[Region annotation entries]
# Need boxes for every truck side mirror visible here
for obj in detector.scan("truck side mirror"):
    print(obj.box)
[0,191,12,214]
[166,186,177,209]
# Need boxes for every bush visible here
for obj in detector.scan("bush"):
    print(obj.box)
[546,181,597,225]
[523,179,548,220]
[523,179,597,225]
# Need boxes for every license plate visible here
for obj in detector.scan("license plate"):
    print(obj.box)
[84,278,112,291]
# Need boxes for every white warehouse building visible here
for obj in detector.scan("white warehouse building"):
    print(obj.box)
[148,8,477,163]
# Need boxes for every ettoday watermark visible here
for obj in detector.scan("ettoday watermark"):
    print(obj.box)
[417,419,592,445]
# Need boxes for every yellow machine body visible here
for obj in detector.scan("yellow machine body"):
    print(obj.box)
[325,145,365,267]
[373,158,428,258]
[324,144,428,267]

#### EXERCISE DESCRIPTION:
Count the lines in the data above that contain the word "visible" and reply with only the number.

#### ANSWER TO THE TASK:
6